▶ _Exercise data_

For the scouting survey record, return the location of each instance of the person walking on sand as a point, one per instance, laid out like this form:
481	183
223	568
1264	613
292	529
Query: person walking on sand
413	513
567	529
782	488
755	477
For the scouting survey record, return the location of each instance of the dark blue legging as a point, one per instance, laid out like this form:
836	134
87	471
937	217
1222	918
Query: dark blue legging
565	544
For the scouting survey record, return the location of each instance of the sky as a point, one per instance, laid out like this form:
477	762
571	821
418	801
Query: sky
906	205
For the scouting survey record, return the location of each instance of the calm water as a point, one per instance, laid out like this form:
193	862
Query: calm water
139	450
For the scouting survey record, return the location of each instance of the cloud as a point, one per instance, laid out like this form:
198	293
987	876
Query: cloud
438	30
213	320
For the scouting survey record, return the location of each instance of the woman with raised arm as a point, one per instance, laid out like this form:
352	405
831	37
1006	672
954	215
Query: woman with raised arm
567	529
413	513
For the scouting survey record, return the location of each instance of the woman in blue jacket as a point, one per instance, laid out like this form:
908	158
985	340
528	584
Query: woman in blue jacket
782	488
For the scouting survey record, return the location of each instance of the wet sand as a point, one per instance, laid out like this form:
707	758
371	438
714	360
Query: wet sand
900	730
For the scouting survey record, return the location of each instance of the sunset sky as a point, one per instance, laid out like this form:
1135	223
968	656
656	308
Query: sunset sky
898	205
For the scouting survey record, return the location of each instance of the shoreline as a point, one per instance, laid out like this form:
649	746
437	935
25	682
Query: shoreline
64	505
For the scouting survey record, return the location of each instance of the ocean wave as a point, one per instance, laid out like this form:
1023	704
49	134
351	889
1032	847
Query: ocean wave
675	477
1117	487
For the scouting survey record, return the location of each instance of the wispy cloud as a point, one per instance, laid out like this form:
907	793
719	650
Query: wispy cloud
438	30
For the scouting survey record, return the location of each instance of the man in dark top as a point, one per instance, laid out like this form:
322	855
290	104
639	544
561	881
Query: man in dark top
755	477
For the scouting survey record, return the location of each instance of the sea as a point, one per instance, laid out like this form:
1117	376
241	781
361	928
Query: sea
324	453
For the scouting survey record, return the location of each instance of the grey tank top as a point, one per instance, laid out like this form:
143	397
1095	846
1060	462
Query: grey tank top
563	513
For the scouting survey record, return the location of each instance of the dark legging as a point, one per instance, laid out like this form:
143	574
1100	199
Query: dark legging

▶ _How to complete this task_
All the records above need to be set down again exactly as they were given.

▶ _Task result_
For the scouting survey record, return the location of each instance of the person walking on sand as a point, one per instance, laid out like this form:
481	183
223	568
1264	613
292	529
Query: person walking on sand
413	513
567	529
782	488
755	477
For the scouting survey record, return the location of each instance of the dark blue legging as a point, one per instance, laid out like this form:
836	134
87	471
937	217
1222	918
Query: dark blue legging
565	544
For the scouting survey record, return the location of each instance of the sky as a point, one per instance, laid out like this form:
477	762
571	821
418	801
Query: sky
906	205
For the scouting survey record, return the location of each instance of the calm water as a point, one per instance, laid out like this form:
193	862
Query: calm water
139	450
For the scouting survey record, return the location of each instance of the cloud as a point, one per instance, laid out like this form:
198	293
987	876
Query: cloud
438	30
213	320
For the scouting survey record, return the location of each instance of the woman with raised arm as a point, one per instance, laid out like this form:
352	405
831	37
1006	672
954	215
Query: woman with raised arm
567	529
413	513
For the scouting survey record, return the location of each instance of the woman in blue jacket as a point, one per instance, laid out like this form:
908	158
985	340
528	584
Query: woman in blue jacket
782	488
For the scouting survey record, return the location of each instance of the wet sand as a point, one per instance, laid out like this form:
707	758
371	438
714	360
Query: wet sand
900	730
For the scouting survey record, return the location of each instance of the sunset sky as a point, one per instance, laid out like this form:
1135	223
968	656
656	308
Query: sunset sky
898	205
For the scouting survey record, return the location of each instance of the shoreline as a point, one per instance, laid out like this form:
649	746
437	935
25	682
Query: shoreline
64	505
For the scouting survey record, return the location of each instance of the ocean wave as a point, one per instance, laid out like this form:
1023	704
49	134
351	889
1032	847
Query: ocean wave
675	477
1117	487
For the scouting survey record, return the location of each instance of the wispy cloud as a point, one per instance, laid out like this form:
907	793
719	650
Query: wispy cloud
438	30
For the scouting survey record, return the location of each instance of the man in dark top as a point, one per instance, laid out like this form:
322	855
290	104
639	544
561	881
Query: man in dark top
755	477
For the scouting survey record, return the location of each instance of the sea as a point, one per instance, laid out like this form:
1117	376
241	781
361	928
Query: sea
324	453
For the scouting survey record, return the location of each instance of the grey tank top as a point, one per instance, laid out like this form:
143	397
1095	846
1060	462
Query: grey tank top
563	513
For the scouting survey record, return the location of each instance of the dark legging as a point, one per instance, laid out like this form:
143	574
1100	199
Query: dark legging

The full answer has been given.